EXERCISE REQUIREMENTS: Reproduce the full set of records that follow, exactly as shown.

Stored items
····················
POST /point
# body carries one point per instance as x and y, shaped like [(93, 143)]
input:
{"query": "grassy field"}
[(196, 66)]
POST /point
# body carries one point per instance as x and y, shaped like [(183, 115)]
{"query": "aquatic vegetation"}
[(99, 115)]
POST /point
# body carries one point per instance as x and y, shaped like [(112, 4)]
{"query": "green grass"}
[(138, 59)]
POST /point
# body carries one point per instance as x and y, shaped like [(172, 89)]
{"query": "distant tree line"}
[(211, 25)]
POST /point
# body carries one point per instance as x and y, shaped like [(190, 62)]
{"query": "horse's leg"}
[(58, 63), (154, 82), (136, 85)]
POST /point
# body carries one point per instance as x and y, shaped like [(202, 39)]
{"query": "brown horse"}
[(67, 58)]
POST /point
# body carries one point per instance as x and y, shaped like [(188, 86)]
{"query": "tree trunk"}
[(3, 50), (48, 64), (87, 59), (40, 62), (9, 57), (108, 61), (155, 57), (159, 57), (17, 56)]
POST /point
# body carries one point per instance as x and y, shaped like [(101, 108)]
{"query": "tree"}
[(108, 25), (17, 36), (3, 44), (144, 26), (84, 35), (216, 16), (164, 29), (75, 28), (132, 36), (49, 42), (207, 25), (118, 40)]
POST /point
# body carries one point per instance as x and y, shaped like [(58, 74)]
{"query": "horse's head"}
····················
EXERCISE ANSWER:
POST /point
# body carries one point per instance as x and y, shaped like [(93, 143)]
input:
{"query": "grassy field"}
[(196, 66)]
POST /point
# body carries one point per instance as x and y, shaped like [(183, 115)]
{"query": "aquatic vegetation"}
[(99, 115)]
POST /point
# body carries one point per instance as x and y, shaped like [(112, 4)]
{"query": "green grass"}
[(138, 59)]
POST /point
# body carries one point per instance as x and y, shaped like [(172, 89)]
{"query": "distant tree line"}
[(211, 25)]
POST /point
# body carries one point per instance as x and y, shaped like [(190, 62)]
{"query": "horse's leg"}
[(58, 63), (154, 82), (136, 85)]
POST /point
# body carries one point per instance as x and y, shaped like [(202, 39)]
{"query": "brown horse"}
[(67, 58)]
POST /point
# body carries one point per instance as x and y, shaped like [(188, 86)]
{"query": "tree trunk"}
[(3, 50), (48, 64), (87, 59), (40, 62), (9, 57), (108, 61), (155, 57), (159, 57), (17, 56)]
POST /point
# body carries one point per instance as x and y, shaped like [(101, 108)]
{"query": "tree"}
[(108, 25), (17, 36), (3, 44), (144, 26), (84, 35), (216, 16), (164, 29), (75, 28), (132, 36), (49, 42), (207, 25), (118, 40)]
POST /point
# body carries one point per instance as x and y, shaped like [(58, 74)]
{"query": "horse's head"}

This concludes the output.